(Data items)
>>>>

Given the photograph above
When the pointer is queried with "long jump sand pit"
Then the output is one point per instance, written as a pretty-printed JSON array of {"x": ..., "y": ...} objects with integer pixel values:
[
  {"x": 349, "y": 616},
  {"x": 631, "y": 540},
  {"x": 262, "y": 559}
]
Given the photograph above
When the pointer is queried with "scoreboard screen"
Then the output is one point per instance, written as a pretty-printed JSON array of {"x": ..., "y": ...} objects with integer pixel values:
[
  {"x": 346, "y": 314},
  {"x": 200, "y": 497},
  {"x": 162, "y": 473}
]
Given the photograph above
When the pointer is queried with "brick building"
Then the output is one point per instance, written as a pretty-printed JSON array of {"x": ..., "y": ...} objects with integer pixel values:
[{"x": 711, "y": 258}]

<<<<
>>>>

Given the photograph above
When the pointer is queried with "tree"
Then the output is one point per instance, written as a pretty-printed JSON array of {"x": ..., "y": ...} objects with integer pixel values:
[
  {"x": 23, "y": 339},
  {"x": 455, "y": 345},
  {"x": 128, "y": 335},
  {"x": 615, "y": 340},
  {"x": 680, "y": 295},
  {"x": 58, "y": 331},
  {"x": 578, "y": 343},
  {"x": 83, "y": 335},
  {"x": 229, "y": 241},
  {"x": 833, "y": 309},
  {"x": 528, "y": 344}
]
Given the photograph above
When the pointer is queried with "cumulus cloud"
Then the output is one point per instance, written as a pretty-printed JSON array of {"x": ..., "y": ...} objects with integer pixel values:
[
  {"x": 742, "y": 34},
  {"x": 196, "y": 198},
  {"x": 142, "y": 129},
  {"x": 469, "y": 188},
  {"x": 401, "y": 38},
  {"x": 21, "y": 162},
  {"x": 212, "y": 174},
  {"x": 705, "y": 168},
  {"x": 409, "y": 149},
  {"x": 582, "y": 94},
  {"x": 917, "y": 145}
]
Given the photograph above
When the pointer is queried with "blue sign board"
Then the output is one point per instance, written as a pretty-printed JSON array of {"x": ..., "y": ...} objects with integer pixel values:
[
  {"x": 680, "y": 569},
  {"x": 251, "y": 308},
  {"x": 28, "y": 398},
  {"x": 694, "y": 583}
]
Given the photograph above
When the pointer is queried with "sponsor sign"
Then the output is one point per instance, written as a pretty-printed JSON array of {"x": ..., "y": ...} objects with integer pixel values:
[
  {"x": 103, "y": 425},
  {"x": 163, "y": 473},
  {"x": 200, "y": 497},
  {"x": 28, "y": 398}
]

<<<<
>>>>

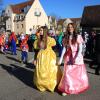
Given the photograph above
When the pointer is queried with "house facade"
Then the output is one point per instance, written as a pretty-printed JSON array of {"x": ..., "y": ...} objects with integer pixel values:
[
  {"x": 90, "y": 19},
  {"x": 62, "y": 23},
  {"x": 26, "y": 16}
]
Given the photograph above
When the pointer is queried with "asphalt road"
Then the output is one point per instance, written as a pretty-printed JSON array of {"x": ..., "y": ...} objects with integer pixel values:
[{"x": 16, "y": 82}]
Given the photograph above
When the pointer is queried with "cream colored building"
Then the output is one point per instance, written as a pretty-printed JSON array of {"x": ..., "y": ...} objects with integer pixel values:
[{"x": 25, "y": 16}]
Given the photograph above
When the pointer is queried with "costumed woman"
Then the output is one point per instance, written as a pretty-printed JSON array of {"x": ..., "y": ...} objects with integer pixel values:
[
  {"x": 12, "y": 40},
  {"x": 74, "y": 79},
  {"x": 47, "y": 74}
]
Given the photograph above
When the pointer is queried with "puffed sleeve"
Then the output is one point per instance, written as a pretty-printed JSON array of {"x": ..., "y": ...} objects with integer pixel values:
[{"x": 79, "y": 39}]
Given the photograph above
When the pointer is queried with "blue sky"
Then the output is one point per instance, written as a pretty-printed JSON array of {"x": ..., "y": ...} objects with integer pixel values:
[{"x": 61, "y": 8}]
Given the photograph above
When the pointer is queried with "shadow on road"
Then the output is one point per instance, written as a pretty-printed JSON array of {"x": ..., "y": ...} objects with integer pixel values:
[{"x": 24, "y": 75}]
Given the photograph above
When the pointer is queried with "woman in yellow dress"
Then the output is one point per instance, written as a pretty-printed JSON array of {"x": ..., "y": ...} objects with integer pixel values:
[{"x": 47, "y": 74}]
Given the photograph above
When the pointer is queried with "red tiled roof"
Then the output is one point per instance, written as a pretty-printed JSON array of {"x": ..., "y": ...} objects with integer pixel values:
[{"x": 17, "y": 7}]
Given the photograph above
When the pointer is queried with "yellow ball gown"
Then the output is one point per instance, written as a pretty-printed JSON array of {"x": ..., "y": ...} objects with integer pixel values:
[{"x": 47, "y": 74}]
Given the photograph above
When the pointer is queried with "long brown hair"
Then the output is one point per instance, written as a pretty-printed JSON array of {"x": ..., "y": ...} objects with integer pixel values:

<<<<

Show each line from the items above that contains the string "long".

When the pointer is queried with "long jump sand pit"
When the pointer is queried with "long brown hair"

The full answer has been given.